The secret history of Lincoln Park’s cemetery
Chicago’s toniest green space, Lincoln Park, was once the final resting place for more than 35,000 Chicagoans. And it may still serve as the graveyard for as many as 12,000 people buried during the mid-1800s.
The City Cemetery predates the city itself, according to Chicago artist Pamela Bannos, whose Hidden Truth project tries to uncover the real story behind that first cemetery, how it became Lincoln Park and why so many bodies were left behind in the process.
She's done extensive research that she's catalogued and made available on her website.
In 1842, when Chicago was a mere town of 7,000 people, the cemetery was carved from 100 acres of undeveloped land beyond North Avenue (then Chicago’s northernmost point), and set aside.
“It’s just land at this point,” Bannos said. “Section Two [of the article of sale] says [that the land]: ‘Shall forever remain a public burial ground and shall never be used for any other purpose.’ But if you think about what I’m saying, it still is – it still is a burial ground if you believe that there are still bodies buried there.”
Almost immediately there were problems with the cemetery: Burying bodies in loose, sandy soil so close to the lake meant that some corpses didn’t stay buried for long. And getting permission to bury a loved one was an arduous, complicated process.
“If you wanted a grave, you had to buy the lot, and it’s a real estate transaction. You owned the deed to that ground,” Bannos explained. “So you had to go through the proper protocol to acquire that deed and it was kind of a baroque system. People circumvented the system and, like, went with their own shovel.”

**Parts of the exercise**
1. In the passage on Lincoln Park's cemetery, how many acres were set aside for the cemetery in 1842?
2. Write out the part of the Lincoln Park cemetery passage that opens with the words containing "She's done extensive" and closes with "arduous, complicated process.".
3. Continue the account of Lincoln Park's cemetery from its last sentence.

**Location identification entries**
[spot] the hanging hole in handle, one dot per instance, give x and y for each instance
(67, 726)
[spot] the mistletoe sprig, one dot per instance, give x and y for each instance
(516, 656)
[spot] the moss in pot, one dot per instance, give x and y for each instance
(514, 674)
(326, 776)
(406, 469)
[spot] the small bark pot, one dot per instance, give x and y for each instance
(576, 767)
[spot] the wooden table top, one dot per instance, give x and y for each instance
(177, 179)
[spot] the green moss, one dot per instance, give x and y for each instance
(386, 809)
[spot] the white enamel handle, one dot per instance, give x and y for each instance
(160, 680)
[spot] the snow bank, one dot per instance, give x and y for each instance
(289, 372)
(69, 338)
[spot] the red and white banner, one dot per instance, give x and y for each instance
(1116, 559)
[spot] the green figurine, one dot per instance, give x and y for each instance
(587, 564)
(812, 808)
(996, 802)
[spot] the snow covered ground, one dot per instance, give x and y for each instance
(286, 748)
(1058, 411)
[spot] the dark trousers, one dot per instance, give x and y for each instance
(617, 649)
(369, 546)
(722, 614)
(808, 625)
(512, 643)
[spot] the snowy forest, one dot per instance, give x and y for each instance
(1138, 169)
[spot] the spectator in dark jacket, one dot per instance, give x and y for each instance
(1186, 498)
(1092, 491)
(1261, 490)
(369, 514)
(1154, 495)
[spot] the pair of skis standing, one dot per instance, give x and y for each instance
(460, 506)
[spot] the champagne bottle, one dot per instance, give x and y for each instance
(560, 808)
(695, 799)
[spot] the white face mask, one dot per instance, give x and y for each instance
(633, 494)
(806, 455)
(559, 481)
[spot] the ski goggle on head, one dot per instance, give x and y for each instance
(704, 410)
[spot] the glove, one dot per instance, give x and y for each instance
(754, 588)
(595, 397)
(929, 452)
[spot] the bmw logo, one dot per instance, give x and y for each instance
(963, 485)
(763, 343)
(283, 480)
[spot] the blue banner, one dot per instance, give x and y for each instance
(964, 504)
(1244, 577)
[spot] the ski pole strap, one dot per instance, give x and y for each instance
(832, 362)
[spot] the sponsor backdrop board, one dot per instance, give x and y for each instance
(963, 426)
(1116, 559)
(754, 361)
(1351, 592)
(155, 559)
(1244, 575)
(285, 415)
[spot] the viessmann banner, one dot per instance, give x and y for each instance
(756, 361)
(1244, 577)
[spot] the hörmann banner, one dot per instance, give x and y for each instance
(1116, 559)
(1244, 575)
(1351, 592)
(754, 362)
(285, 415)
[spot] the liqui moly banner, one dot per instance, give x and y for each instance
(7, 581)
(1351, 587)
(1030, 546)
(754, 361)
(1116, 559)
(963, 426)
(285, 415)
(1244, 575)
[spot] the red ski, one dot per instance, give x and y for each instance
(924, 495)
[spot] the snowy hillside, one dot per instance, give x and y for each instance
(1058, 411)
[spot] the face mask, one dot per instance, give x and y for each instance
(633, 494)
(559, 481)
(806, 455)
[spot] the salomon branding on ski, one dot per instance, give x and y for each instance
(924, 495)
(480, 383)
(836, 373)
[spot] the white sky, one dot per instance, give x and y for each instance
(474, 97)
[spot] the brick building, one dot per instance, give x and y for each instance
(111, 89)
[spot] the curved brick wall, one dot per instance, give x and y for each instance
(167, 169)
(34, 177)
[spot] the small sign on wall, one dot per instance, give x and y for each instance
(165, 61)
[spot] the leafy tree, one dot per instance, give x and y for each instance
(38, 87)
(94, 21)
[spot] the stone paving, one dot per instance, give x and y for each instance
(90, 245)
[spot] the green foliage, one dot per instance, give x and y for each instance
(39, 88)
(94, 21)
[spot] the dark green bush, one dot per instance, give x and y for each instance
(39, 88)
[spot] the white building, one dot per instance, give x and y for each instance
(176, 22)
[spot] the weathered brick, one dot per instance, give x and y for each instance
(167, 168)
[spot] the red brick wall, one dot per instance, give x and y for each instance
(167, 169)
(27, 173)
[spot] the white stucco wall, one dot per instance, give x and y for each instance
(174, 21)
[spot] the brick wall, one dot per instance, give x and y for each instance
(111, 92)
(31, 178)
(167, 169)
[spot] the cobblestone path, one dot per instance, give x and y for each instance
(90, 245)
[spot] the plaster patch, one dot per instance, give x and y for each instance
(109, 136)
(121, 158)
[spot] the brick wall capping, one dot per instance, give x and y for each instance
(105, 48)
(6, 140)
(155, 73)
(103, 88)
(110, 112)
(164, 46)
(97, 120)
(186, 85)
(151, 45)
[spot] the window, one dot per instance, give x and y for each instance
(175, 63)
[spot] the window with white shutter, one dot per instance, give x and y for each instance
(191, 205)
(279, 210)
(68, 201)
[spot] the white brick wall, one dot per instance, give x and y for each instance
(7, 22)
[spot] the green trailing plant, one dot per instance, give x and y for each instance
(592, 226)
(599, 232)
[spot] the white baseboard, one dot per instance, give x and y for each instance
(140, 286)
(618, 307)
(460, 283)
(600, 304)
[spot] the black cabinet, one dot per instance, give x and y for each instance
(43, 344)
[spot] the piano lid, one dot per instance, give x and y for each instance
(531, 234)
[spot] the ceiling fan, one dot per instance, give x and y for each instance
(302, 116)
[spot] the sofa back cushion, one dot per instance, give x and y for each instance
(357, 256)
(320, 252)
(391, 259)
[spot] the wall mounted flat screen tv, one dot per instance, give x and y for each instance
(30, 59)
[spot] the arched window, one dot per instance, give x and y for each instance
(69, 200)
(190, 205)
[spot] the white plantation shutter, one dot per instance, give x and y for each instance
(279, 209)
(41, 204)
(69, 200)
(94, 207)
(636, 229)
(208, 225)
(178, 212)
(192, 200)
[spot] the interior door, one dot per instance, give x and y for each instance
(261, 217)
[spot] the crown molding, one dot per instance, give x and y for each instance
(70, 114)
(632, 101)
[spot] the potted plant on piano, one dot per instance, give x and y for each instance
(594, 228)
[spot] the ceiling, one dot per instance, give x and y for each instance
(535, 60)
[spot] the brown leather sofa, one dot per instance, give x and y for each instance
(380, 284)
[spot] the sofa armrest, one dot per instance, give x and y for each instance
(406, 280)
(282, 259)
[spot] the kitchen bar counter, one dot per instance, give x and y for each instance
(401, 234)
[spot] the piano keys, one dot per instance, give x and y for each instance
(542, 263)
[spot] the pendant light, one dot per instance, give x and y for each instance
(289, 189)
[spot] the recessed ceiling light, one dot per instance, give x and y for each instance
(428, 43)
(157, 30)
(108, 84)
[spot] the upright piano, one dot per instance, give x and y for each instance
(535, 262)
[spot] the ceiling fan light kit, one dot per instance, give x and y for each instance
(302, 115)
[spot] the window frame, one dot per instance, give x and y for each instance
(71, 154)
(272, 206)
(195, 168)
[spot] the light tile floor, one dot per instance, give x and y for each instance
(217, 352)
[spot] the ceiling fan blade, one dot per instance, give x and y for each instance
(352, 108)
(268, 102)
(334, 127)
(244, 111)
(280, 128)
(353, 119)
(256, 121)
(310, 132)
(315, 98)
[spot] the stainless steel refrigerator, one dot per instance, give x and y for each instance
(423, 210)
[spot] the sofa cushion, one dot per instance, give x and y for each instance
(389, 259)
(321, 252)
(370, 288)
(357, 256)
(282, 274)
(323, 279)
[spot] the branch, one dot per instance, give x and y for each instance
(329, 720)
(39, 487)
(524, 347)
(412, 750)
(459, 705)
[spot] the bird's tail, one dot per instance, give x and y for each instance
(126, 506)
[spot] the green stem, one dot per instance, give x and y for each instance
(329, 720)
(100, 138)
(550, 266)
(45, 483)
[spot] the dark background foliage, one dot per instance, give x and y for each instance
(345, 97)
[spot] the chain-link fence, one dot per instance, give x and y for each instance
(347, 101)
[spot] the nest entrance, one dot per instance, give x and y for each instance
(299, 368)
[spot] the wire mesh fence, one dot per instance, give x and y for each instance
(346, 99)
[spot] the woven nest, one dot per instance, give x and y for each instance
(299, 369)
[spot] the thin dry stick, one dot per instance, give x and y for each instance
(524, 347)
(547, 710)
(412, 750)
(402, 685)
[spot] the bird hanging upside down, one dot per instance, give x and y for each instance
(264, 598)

**Task-by-task answers**
1. 100 acres

2.
She's done extensive research that she's catalogued and made available on her website.
In 1842, when Chicago was a mere town of 7,000 people, the cemetery was carved from 100 acres of undeveloped land beyond North Avenue (then Chicago’s northernmost point), and set aside.
“It’s just land at this point,” Bannos said. “Section Two [of the article of sale] says [that the land]: ‘Shall forever remain a public burial ground and shall never be used for any other purpose.’ But if you think about what I’m saying, it still is – it still is a burial ground if you believe that there are still bodies buried there.”
Almost immediately there were problems with the cemetery: Burying bodies in loose, sandy soil so close to the lake meant that some corpses didn’t stay buried for long. And getting permission to bury a loved one was an arduous, complicated process.

3.
Dozens if not hundreds of people were buried there illegally every year in unmarked graves. When official grave diggers went to bury people with the proper documents, often times they’d find a body already there.
And, shockingly (or not) corruption was rampant: The city had to pass a regulation stipulating that you could only buy plots from the city sexton. Bannos said that implied “someone [else] was selling lots!” All of this resulted in a wildly disorganized system in which thousands of bodies went unaccounted for or were buried in unmarked graves.
Many factors contributed to the demise of the land as a proper cemetery, according to Bannos, starting with those sanitary concerns, which led to an ordinance banning the burial of bodies close to water. Then Chicago’s major private cemeteries – Rosehill, Graceland and Oakhill – came online in the early 1860s, providing a more attractive and better-run option for the city’s elite.
Ultimately, the unused portion of land originally designated for the cemetery was rolled into what’s now the park. (Bannos also tells a very complicated story that involves the city being sued by four orphans. That case led to the removal of 1,600 bodies from a 12-acre tract of land and hastened the cemetery’s demise.) Damage caused to grave markers by the Great Chicago Fire sealed the deal. Wooden markers burned, marble ones crumbled and the cemetery grounds were trampled by people fleeing the Loop.
The city tried passing a regulation saying individual families, not the city, were responsible for moving the bodies of their loved ones.
"The city didn’t have the money," Bannos said. "[The land] was owned by the Lincoln Park Commissioners at this point – it was not yet the Chicago Park District – they didn’t have the funds.”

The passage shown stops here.